* What to do *
1. In the thread, why does the reply assume the search has to be done online? Explain in one to three sentences.
2. Transcribe the part of the thread starting with "Re: searching non" and going on through "to deal with.".
3. According to the thread, what characters make up the "Magic Number" at the beginning of the Portable Executable format?

* Excerpt *
===============

Re: searching non plain text files

Sam Hobbs <Sam@xxxxxxxxxxxxxxxxxx> · Sat, 15 Dec 2018 22:31:44 -0800

There is no hammer that 
will crack them all. The best solution is to be 
able to recognize what type of file it is and do whatever processing is 
appropriate for that file. Many file formats are difficult to deal with.
 The original Microsoft Word file format was never totally documented, I
 think, because it was too complicated. You can probably find utilities 
for each file format but even then you must deal with all the many types
 separately.

Also note that many utilities were not designed for use in an online 
environment. Since the subject is PHP I assume you need to do this 
online.

There are utilities that will search files for ASCII text. Even that is 
less likely to work with Unicode text. If it is just ASCII then you 
could search for sequences of bytes that contain data in the range of 
character data that is normally printed. It is a very inaccurate 
algorithm. Note that PDF files are supposed to contain no binary data; 
in other words, no bytes that in the range 0 to 32, decimal. Binary data
 (in a PDF) is supposed to be stored in non-binary format.

You need to do some studying. For example, the Portable 
Executable format used for most Windows executables has a "Magic 
Number" (the characters "MZ") at the beginning and a pointer to a PE 
signature ("PE\0\0", the letters "P" and "E" followed by two null 
bytes). For Unix/Linux systems see COFF and ELF.
 That is just for executables, you need to study the many other formats 
too.

If you can be more specific then perhaps someone can provide a more 
specific answer. For example, if there are requirements that limit what 
needs to be searched for then it might be possible to be more specific.

   	Jeffry Killen
        Friday,

 December 14, 2018 8:19 PM

  Hello;

Can anyone 
point me to instruction/advice about
opening and reading files that 
are not plain text:

word processing docs, pdf, ps, image files,
even

 complied code.

I am writing a search function to search file 
systems
and don't know a lot about the formatting of non plain
text

 files.

The immediate concern is line breaks in word
processing

 docs, pdf and ps files.

Then detecting compiled code files so I 
can
leave them alone. This type of file might not
have a suffix to
 consider.

Then the various image files that might be
encountered.

Even

 suffixes aren't a guarantee of the content.

Thanks

Jeff 
K.

===============

Stored rows
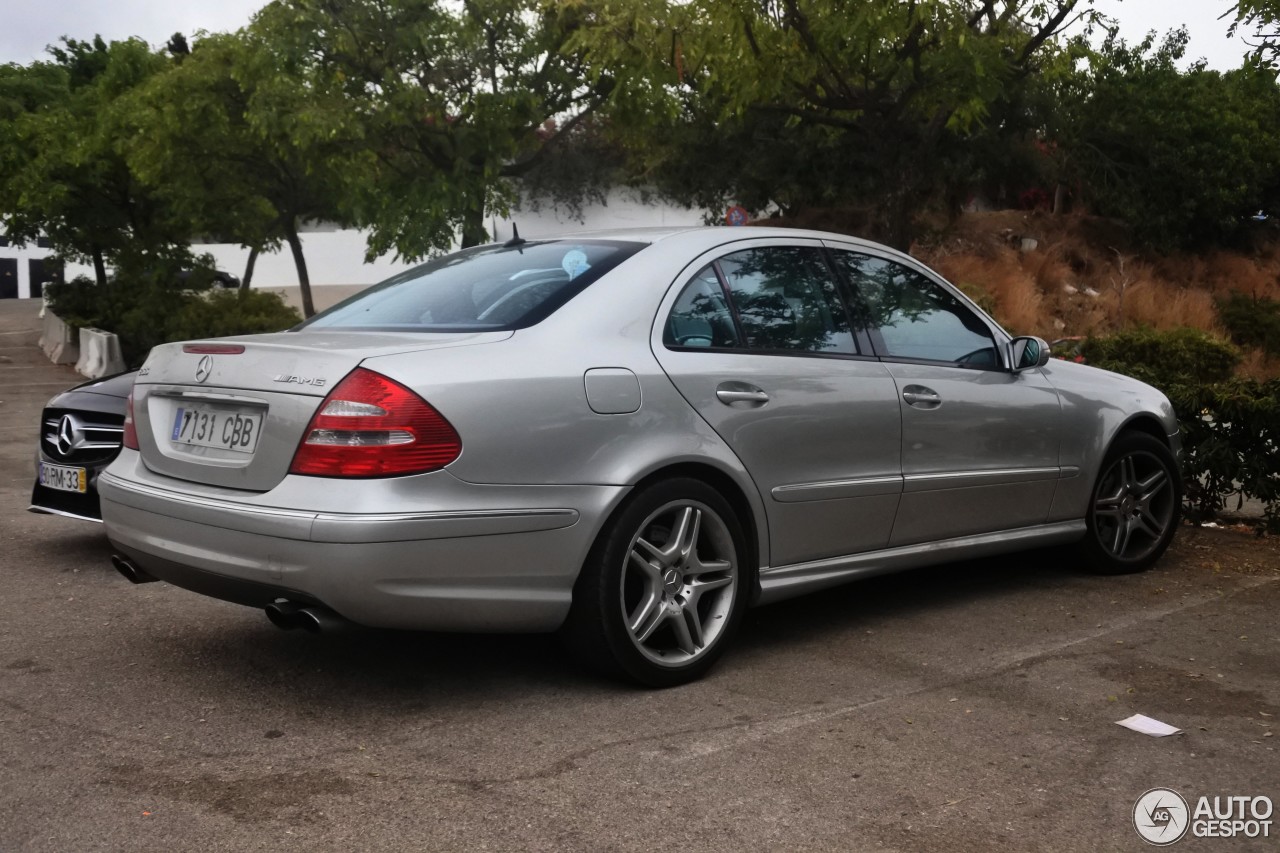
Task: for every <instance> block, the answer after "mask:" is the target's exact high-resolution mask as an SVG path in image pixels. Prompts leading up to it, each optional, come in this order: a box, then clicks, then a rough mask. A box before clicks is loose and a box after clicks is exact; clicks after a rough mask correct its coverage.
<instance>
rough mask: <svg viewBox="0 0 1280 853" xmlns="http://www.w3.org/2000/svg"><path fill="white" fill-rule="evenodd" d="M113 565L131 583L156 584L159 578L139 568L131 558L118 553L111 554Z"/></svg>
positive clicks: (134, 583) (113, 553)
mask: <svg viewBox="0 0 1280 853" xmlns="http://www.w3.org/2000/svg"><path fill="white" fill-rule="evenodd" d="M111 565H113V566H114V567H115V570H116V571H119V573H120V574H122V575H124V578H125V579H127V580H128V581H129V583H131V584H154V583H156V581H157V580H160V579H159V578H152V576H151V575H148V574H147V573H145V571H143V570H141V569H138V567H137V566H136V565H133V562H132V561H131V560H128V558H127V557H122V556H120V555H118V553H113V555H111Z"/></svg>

===============

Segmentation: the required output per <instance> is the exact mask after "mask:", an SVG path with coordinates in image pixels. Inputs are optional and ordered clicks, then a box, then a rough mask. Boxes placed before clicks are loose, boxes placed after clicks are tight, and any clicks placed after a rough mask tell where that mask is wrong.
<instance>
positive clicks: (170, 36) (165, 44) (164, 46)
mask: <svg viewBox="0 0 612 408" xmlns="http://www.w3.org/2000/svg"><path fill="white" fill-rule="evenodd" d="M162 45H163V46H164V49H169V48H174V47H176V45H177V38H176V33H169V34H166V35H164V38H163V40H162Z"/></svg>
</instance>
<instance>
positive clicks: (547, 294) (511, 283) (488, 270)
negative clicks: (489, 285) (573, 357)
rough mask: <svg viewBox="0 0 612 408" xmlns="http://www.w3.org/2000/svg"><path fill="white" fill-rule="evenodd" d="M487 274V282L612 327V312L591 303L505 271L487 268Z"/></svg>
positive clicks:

===============

* Answers to the exercises *
1. The reply assumes the search must be done online because the subject of the thread is PHP. This matters because the reply notes that many utilities were not designed for use in an online environment.

2.
Re: searching non plain text files

Sam Hobbs <Sam@xxxxxxxxxxxxxxxxxx> · Sat, 15 Dec 2018 22:31:44 -0800

There is no hammer that 
will crack them all. The best solution is to be 
able to recognize what type of file it is and do whatever processing is 
appropriate for that file. Many file formats are difficult to deal with.

3. The characters "MZ".